• [Task brief] Restate the material word for word and leave out anything that is a picture.

• • • • •

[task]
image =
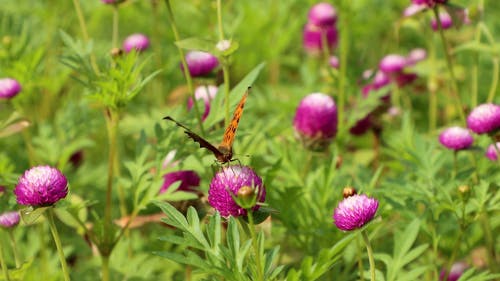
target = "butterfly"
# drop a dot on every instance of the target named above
(224, 151)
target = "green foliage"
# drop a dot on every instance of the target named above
(80, 100)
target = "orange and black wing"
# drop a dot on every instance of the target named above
(230, 133)
(201, 141)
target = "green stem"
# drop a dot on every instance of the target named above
(105, 268)
(432, 111)
(112, 119)
(490, 242)
(494, 82)
(370, 254)
(14, 247)
(255, 244)
(83, 27)
(360, 261)
(185, 68)
(225, 67)
(5, 270)
(57, 240)
(455, 164)
(454, 87)
(116, 17)
(343, 52)
(219, 20)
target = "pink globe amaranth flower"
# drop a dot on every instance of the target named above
(416, 55)
(456, 271)
(9, 219)
(112, 1)
(402, 79)
(205, 93)
(334, 62)
(189, 180)
(354, 212)
(41, 186)
(315, 120)
(456, 138)
(322, 14)
(226, 184)
(492, 151)
(9, 88)
(445, 19)
(313, 38)
(429, 3)
(137, 41)
(414, 9)
(201, 63)
(392, 64)
(485, 118)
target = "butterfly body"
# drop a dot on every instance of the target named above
(224, 151)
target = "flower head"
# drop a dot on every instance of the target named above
(189, 180)
(322, 14)
(41, 186)
(9, 219)
(445, 19)
(354, 212)
(485, 118)
(137, 41)
(456, 138)
(334, 62)
(455, 272)
(492, 151)
(416, 55)
(205, 93)
(392, 63)
(201, 63)
(226, 184)
(9, 88)
(429, 3)
(314, 36)
(315, 120)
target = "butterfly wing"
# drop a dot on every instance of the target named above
(201, 141)
(230, 133)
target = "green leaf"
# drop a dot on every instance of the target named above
(197, 44)
(236, 93)
(174, 217)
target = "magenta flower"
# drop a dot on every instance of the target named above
(334, 62)
(189, 180)
(456, 138)
(226, 184)
(205, 93)
(313, 38)
(9, 219)
(429, 3)
(137, 41)
(109, 2)
(445, 19)
(485, 118)
(416, 55)
(354, 212)
(9, 88)
(456, 271)
(315, 120)
(322, 14)
(41, 186)
(492, 151)
(201, 63)
(392, 63)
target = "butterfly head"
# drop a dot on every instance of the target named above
(226, 153)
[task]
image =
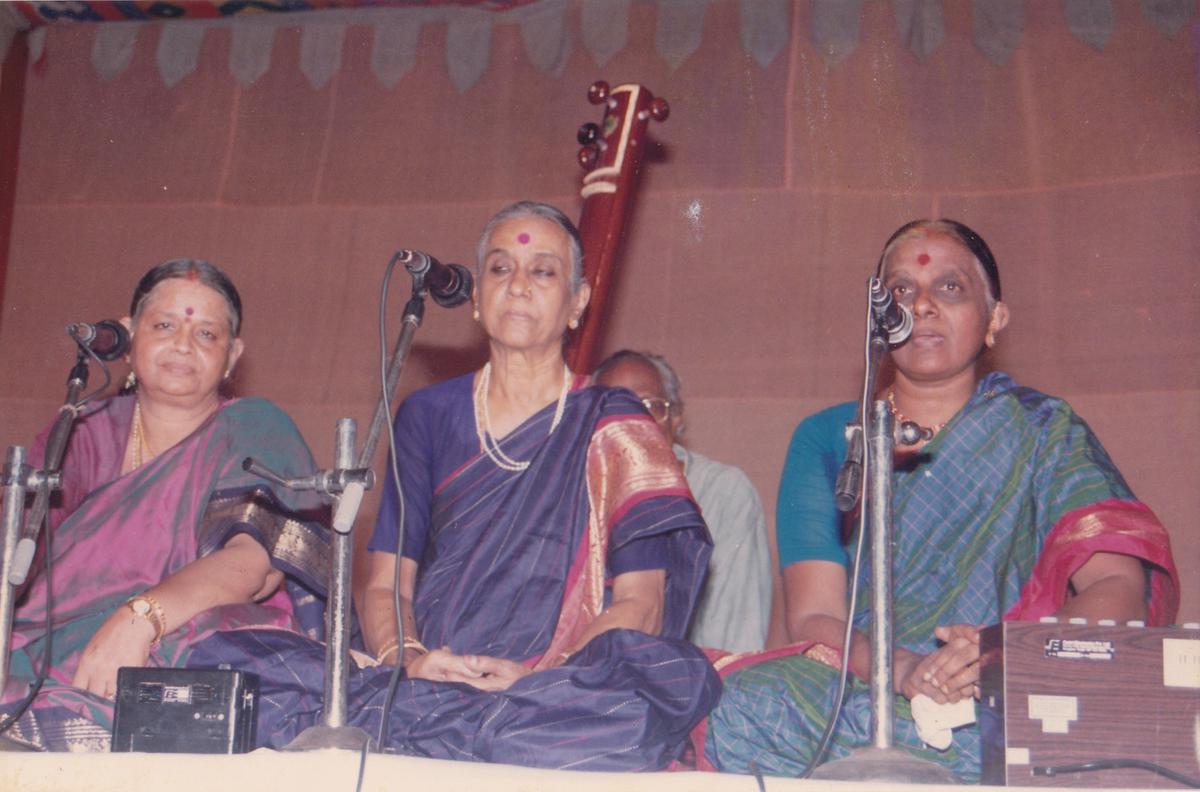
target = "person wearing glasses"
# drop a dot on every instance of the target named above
(735, 606)
(1006, 507)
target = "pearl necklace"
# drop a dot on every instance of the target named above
(927, 432)
(137, 438)
(484, 427)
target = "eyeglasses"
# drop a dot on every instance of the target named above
(658, 408)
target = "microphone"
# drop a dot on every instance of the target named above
(449, 285)
(108, 340)
(891, 317)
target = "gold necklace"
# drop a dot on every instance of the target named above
(484, 420)
(927, 432)
(137, 439)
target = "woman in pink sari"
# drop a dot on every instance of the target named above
(159, 537)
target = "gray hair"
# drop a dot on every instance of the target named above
(535, 209)
(666, 373)
(963, 234)
(199, 270)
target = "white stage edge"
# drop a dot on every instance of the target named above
(267, 771)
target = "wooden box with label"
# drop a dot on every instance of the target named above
(1060, 694)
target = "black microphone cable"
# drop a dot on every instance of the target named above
(1117, 763)
(47, 544)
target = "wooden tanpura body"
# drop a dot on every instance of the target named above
(1059, 694)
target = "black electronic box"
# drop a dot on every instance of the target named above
(185, 711)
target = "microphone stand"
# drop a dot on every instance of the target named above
(348, 485)
(18, 479)
(881, 761)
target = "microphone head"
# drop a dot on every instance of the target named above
(456, 289)
(108, 339)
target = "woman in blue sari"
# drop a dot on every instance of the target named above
(1007, 508)
(551, 552)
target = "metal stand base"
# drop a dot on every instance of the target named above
(317, 737)
(885, 765)
(12, 747)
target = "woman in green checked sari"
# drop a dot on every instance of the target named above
(1007, 509)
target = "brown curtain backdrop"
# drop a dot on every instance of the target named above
(767, 197)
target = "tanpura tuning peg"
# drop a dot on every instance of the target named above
(588, 133)
(598, 91)
(588, 156)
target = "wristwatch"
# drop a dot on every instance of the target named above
(147, 607)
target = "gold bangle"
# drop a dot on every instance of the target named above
(391, 646)
(147, 607)
(413, 643)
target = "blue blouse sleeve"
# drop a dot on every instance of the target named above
(413, 451)
(808, 525)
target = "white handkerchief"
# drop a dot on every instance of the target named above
(935, 721)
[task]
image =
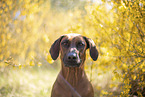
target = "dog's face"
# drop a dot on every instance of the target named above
(72, 48)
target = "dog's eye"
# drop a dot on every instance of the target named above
(80, 44)
(65, 43)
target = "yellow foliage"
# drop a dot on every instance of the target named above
(29, 27)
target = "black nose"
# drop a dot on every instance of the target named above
(72, 56)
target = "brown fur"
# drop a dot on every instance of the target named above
(72, 80)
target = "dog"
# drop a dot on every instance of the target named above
(72, 80)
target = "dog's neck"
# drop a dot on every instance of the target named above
(73, 75)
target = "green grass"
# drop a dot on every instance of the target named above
(37, 82)
(27, 82)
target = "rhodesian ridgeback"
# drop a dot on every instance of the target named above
(72, 80)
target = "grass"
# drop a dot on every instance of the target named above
(37, 82)
(27, 82)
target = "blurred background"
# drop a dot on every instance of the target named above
(29, 27)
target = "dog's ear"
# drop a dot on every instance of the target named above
(93, 50)
(55, 47)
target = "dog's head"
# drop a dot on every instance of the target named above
(72, 48)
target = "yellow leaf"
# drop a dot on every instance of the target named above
(39, 64)
(49, 59)
(32, 63)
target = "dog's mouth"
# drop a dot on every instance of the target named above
(72, 63)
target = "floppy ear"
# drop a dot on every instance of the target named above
(55, 47)
(93, 50)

• • • • •

• [Result]
[task]
image =
target = "butterfly"
# drop a dot on every instance of the target named above
(224, 151)
target = "green foliage"
# drop a dot on every instance of the target named above
(80, 100)
target = "orange and black wing"
# drop a dot on every instance of the target named above
(230, 133)
(201, 141)
target = "green stem"
# drop a dot on every instance of the target named above
(105, 268)
(432, 111)
(112, 119)
(490, 242)
(494, 82)
(370, 254)
(14, 247)
(255, 244)
(83, 27)
(360, 261)
(185, 68)
(225, 67)
(5, 270)
(57, 240)
(455, 164)
(454, 87)
(116, 17)
(343, 52)
(219, 20)
target = "pink globe amaranth flower"
# drop a dot on every instance of the target named above
(416, 55)
(456, 271)
(9, 219)
(112, 1)
(402, 79)
(205, 93)
(334, 62)
(189, 180)
(354, 212)
(41, 186)
(315, 120)
(456, 138)
(322, 14)
(226, 184)
(492, 151)
(9, 88)
(445, 19)
(313, 38)
(429, 3)
(137, 41)
(414, 9)
(201, 63)
(392, 64)
(485, 118)
target = "butterfly body"
# drop a dot on every instance of the target named above
(224, 151)
target = "flower head"
# drop a dot on every instance of the target named above
(189, 180)
(322, 14)
(41, 186)
(9, 219)
(445, 19)
(354, 212)
(485, 118)
(137, 41)
(456, 138)
(334, 62)
(455, 272)
(492, 151)
(416, 55)
(205, 93)
(392, 63)
(201, 63)
(226, 184)
(9, 88)
(429, 3)
(314, 36)
(315, 120)
target = "butterfly wing"
# drop a dot on every instance of the target named above
(201, 141)
(230, 133)
target = "green leaf"
# drop a dot on every instance of the target named above
(197, 44)
(236, 93)
(174, 217)
target = "magenta flower"
# drop a dot on every instance of the target named above
(334, 62)
(189, 180)
(456, 138)
(226, 184)
(205, 93)
(313, 38)
(9, 219)
(429, 3)
(137, 41)
(109, 2)
(445, 19)
(485, 118)
(416, 55)
(354, 212)
(9, 88)
(456, 271)
(315, 120)
(322, 14)
(41, 186)
(492, 151)
(201, 63)
(392, 63)
target = "butterfly head"
# drop a dot on every instance of the target named above
(226, 153)
[task]
image =
target = "person wearing glasses"
# drop a dot on every instance of the target named above
(735, 606)
(1006, 507)
target = "pearl necklace"
# drop a dot on every instance of the target named above
(927, 432)
(137, 438)
(484, 427)
target = "eyeglasses"
# drop a dot on every instance of the target named above
(658, 408)
target = "microphone"
# drop a dot on every instance of the target named above
(449, 285)
(108, 340)
(891, 317)
target = "gold necklace"
# drop a dot on every instance of the target named above
(484, 420)
(927, 432)
(137, 439)
target = "woman in pink sari"
# drop a dot on every instance of the target named above
(159, 537)
target = "gray hair"
# drop a dot on every instance of the target named above
(535, 209)
(666, 373)
(963, 234)
(199, 270)
target = "white stage edge"
# drop a dot on every instance of the target named above
(267, 771)
target = "wooden box with label"
# drop a dot on every instance of the target named above
(1060, 694)
target = "black microphone cable"
# drop a dot on every instance of the target named above
(1117, 763)
(47, 544)
target = "wooden tanpura body"
# drop a dot on every instance of the target named above
(1059, 694)
target = "black electronic box"
# drop a dot on every instance of the target named above
(185, 711)
target = "microphone stand"
# drop a dot on every instance of the target named above
(348, 485)
(18, 479)
(881, 761)
target = "microphone head"
# drop a dot on every instance of the target named above
(456, 289)
(108, 339)
target = "woman in blue sari"
# drop a dot on every instance of the target named above
(1007, 508)
(551, 552)
target = "metal stand base"
# drop a dot on every instance of the target named above
(317, 737)
(885, 765)
(12, 747)
target = "woman in green checked sari"
# drop a dot on every instance of the target named above
(1007, 509)
target = "brown curtain backdrop"
# drop a dot on every instance of the target named above
(767, 197)
target = "tanpura tuning peg"
# drop a dot on every instance of the target named above
(588, 133)
(598, 91)
(588, 156)
target = "wristwatch"
# drop a dot on every instance of the target named above
(147, 607)
target = "gold bangle"
# drop a dot on every instance of the target named above
(391, 646)
(147, 607)
(413, 643)
target = "blue blouse sleeve"
# drop a dot on every instance of the target named above
(413, 451)
(808, 525)
target = "white handkerchief"
# drop a dot on every instance of the target named above
(935, 721)
[task]
image =
target = "dog's face"
# drop a dot on every instance of the target named above
(72, 48)
target = "dog's eye"
# drop a dot on every instance of the target named above
(80, 44)
(65, 43)
target = "yellow foliage"
# drop a dot on every instance of the target named above
(29, 27)
target = "black nose"
# drop a dot on every instance of the target named above
(72, 56)
target = "brown fur"
# drop a dot on every instance of the target named above
(72, 80)
target = "dog"
# drop a dot on every instance of the target named above
(72, 80)
target = "dog's neck"
# drop a dot on every instance of the target named above
(73, 75)
target = "green grass"
# drop a dot on every instance of the target named above
(37, 82)
(27, 82)
target = "rhodesian ridgeback"
# drop a dot on every instance of the target named above
(72, 80)
target = "grass"
# drop a dot on every instance of the target named above
(37, 82)
(27, 82)
target = "blurred background"
# drop a dot on every instance of the target named above
(29, 27)
target = "dog's ear"
# drop a dot on every instance of the target named above
(93, 50)
(55, 47)
target = "dog's head"
# drop a dot on every instance of the target named above
(72, 48)
target = "yellow leaf"
# drop a dot on every instance of the target named above
(39, 64)
(49, 59)
(32, 63)
target = "dog's mouth"
# drop a dot on every instance of the target named above
(72, 63)
target = "floppy ear"
# drop a dot on every instance of the target named above
(55, 47)
(93, 50)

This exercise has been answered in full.